• WHAT THE TASK REQUIRES:
Quote the lines below exactly, from the one that holds "A teaching note to the class: indicate the man's grey" through the final line of the records, and only those.

• RECORD EXCERPTS:
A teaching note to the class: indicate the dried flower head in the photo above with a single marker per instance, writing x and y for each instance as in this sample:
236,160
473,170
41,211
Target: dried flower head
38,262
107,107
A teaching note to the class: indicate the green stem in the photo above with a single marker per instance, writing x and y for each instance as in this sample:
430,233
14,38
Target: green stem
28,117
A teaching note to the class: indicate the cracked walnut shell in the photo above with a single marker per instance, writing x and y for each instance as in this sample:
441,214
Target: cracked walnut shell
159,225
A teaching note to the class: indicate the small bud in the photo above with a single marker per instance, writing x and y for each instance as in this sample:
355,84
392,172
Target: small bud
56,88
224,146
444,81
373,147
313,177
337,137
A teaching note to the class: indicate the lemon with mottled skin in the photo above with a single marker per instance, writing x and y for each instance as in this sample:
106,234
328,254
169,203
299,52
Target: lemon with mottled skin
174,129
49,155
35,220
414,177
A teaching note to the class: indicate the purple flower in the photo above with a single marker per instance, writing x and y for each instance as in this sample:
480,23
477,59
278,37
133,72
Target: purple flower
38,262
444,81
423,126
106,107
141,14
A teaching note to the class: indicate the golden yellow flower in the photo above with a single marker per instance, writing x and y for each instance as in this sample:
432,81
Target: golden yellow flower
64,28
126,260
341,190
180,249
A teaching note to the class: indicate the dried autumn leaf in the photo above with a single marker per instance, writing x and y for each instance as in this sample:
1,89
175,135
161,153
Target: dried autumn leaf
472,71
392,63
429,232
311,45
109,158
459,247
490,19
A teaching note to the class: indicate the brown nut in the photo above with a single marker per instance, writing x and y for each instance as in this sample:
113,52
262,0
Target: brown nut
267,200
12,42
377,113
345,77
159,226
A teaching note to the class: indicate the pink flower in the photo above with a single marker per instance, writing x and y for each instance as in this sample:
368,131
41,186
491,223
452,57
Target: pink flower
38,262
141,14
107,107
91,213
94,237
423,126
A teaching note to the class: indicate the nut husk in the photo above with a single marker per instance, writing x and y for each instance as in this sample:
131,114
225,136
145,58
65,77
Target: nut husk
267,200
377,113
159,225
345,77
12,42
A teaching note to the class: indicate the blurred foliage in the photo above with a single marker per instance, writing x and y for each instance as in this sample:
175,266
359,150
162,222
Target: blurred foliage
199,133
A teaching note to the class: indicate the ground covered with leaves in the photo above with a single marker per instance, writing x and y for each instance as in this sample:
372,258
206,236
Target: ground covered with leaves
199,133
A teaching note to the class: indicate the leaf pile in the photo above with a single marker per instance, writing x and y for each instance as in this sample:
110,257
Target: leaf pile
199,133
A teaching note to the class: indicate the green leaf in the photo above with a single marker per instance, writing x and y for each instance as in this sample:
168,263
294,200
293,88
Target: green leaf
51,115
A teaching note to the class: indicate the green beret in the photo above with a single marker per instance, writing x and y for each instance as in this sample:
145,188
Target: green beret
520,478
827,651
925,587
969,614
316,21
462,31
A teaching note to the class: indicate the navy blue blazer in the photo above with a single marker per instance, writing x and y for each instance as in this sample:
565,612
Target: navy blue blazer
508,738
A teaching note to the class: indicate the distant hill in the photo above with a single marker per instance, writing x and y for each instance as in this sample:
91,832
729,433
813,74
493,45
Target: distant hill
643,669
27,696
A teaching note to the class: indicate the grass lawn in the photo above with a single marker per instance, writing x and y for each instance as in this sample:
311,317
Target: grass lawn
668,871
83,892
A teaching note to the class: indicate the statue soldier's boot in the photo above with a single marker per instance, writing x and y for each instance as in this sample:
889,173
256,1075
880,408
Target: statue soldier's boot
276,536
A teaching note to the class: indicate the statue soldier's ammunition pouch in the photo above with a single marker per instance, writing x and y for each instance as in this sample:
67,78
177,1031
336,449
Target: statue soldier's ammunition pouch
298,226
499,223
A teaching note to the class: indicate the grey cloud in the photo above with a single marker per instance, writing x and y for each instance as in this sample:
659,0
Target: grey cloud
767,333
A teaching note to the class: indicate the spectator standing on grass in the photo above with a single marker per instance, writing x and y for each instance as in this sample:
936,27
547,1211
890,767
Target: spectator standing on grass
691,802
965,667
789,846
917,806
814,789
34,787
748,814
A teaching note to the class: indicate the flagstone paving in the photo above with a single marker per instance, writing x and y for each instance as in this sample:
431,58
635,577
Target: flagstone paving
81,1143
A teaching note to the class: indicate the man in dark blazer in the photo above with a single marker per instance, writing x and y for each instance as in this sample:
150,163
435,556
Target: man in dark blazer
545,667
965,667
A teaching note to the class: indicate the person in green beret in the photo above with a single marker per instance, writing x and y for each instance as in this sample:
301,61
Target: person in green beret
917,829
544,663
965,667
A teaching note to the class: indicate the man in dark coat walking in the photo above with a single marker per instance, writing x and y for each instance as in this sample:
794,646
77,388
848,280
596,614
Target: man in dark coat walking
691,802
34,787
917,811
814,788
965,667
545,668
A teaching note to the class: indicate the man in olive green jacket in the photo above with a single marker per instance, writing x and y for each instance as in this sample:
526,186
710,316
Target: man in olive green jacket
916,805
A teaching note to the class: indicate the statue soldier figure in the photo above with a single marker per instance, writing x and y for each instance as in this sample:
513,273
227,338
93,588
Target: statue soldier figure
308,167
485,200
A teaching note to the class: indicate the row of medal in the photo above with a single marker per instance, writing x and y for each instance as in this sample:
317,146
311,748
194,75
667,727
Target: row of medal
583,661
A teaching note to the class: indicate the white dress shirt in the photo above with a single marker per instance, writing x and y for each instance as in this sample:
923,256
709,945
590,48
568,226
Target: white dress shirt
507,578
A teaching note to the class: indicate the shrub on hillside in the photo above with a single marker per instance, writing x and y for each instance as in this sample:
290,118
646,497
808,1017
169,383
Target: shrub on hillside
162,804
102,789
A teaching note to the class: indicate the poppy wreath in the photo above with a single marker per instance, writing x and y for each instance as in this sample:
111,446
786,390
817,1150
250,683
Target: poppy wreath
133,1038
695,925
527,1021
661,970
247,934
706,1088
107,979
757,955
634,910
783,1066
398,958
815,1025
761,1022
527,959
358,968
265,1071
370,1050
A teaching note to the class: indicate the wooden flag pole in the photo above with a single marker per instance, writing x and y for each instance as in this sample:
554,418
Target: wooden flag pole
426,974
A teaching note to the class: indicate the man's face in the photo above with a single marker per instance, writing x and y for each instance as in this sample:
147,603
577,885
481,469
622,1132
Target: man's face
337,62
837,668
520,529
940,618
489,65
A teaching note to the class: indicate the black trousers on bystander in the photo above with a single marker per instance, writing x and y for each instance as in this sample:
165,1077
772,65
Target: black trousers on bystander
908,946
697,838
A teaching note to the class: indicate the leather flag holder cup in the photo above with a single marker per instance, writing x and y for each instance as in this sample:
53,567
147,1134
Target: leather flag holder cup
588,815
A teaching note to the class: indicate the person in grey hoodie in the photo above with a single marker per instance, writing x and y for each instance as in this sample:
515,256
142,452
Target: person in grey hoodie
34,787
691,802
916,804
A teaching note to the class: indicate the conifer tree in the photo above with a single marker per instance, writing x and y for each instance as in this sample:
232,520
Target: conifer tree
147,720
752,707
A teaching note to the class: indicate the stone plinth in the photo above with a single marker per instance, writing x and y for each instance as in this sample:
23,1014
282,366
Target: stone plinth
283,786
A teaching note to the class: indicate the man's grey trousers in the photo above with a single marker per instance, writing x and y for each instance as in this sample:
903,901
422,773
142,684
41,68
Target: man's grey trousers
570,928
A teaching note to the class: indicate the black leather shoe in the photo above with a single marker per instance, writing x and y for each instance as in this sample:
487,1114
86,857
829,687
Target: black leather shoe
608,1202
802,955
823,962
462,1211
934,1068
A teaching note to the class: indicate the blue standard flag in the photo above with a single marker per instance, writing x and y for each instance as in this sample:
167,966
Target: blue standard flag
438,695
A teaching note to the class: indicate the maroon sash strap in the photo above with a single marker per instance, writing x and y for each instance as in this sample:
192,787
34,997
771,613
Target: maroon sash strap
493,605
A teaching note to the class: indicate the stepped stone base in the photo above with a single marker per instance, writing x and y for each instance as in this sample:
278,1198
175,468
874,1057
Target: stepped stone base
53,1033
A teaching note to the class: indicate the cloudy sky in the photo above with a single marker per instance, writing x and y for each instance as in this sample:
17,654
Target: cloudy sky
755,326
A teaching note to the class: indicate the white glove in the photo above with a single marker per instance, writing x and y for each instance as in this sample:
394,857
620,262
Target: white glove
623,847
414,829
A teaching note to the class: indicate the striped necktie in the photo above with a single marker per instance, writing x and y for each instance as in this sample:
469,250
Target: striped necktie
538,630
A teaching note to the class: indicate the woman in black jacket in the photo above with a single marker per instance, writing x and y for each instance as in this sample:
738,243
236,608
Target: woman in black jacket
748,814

• THE ANSWER:
A teaching note to the class: indicate the man's grey trousers in the photo above with a single marker per instance, writing x and y for each instance as in this sample:
903,901
422,773
142,684
41,68
Target: man's grey trousers
570,928
A teaching note to the class: indicate the black leather shoe in the photo above with a single marker per instance, writing x and y for each instance as in this sample:
487,1114
86,857
829,687
Target: black leather shoe
608,1202
802,955
823,962
462,1211
934,1068
A teaching note to the class: indicate the blue standard flag in the photo above with a single marker per instance, writing x and y for each instance as in this sample:
167,966
Target: blue standard flag
438,695
A teaching note to the class: indicate the maroon sash strap in the photo above with a single marker per instance, writing x and y for each instance as in this sample:
192,787
34,997
771,613
Target: maroon sash strap
493,605
A teaching note to the class: indicate the stepped stone base in the photo above with a single marker per instance, writing x and y for each instance as in this sample:
278,1198
175,468
874,1057
Target: stepped stone base
53,1033
A teaching note to the class: indicate the cloudy sky in the photo above with a single marker per instance, writing x and y for each instance as in this sample:
17,654
Target: cloudy sky
755,326
A teaching note to the class: indicate the white glove in the photo above with a single marker per instance, writing x and y for each instance as in this sample:
394,857
620,262
Target: white glove
623,847
414,829
A teaching note to the class: indicate the striped necktie in the photo above with a single marker per instance, writing x and y for each instance as in this sample:
469,250
Target: striped necktie
538,630
A teaching note to the class: indicate the woman in black jacket in the photo above with a single marker per instance, writing x and y for each instance as in this sample:
738,243
236,608
Target: woman in black jacket
748,814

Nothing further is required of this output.